- _Trecho_:
-.-.-

Nessa busca pelos becos obscuros da internet, descobri dois livros que falam de forma aprofundada sobre os efeitos da pílula e sobre como seria possível regular os hormônios, conseguir contracepção segura, eficiente e prática sem ela. Infelizmente os dois ainda não foram traduzidos para o português, mas pretendo falar sobre os pontos mais importantes deles aqui no blog. Para quem lê em inglês, sugiro dar um espiada nos trechos que estão disponíveis para acesso grátis.

-.-.-

- _Amostra dos dados_:
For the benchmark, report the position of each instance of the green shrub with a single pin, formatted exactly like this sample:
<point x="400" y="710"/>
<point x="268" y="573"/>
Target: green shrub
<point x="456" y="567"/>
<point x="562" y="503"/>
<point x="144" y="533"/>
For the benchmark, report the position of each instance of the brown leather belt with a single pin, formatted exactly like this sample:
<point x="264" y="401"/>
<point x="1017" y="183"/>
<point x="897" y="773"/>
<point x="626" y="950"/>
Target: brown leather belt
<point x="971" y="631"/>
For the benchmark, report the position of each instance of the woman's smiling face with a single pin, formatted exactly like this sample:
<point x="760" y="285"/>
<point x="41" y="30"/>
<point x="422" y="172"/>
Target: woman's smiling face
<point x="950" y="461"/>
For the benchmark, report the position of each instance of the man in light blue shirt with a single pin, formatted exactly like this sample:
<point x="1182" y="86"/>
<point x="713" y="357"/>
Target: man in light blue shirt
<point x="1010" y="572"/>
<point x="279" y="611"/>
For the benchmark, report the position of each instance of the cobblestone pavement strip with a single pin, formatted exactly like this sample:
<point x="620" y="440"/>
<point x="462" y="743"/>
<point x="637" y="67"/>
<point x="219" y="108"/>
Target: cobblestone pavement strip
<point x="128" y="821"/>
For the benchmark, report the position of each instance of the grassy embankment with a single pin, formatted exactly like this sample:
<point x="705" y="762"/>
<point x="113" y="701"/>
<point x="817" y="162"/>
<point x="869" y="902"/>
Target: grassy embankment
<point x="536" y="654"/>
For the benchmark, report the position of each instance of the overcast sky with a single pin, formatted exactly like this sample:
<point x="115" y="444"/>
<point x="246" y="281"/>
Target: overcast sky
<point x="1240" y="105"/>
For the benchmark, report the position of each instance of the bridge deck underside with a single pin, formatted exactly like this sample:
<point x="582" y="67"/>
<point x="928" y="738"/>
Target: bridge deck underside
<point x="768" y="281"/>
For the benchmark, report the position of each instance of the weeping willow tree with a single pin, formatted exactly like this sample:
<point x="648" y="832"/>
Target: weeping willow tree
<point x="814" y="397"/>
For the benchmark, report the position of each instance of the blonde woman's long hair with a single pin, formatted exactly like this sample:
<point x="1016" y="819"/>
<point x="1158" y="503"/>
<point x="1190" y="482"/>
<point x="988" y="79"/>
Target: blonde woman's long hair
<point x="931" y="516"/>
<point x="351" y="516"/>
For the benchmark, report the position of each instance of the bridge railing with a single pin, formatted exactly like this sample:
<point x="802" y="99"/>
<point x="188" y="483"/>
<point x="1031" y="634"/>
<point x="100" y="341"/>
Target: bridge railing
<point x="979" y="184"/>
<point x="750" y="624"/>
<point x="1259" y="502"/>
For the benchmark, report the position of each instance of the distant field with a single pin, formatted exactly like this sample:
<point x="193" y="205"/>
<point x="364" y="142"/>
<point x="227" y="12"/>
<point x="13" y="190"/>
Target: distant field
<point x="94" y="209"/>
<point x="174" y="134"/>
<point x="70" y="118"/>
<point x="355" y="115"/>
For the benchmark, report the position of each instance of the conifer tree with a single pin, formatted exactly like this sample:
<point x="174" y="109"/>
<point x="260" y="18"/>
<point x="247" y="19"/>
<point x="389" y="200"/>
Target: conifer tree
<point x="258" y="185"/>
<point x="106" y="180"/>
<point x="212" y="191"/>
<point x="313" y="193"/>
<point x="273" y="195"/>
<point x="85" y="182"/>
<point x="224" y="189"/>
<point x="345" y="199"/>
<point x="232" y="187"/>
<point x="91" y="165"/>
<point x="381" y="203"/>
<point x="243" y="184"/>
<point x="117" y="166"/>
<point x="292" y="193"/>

-.-.-

- _Instrução da tarefa_:
Reproduza, sem nenhuma alteração, a parte do trecho que vai de "Nessa busca pelos" até "para acesso grátis.".

- _Resposta da tarefa_:
Nessa busca pelos becos obscuros da internet, descobri dois livros que falam de forma aprofundada sobre os efeitos da pílula e sobre como seria possível regular os hormônios, conseguir contracepção segura, eficiente e prática sem ela. Infelizmente os dois ainda não foram traduzidos para o português, mas pretendo falar sobre os pontos mais importantes deles aqui no blog. Para quem lê em inglês, sugiro dar um espiada nos trechos que estão disponíveis para acesso grátis.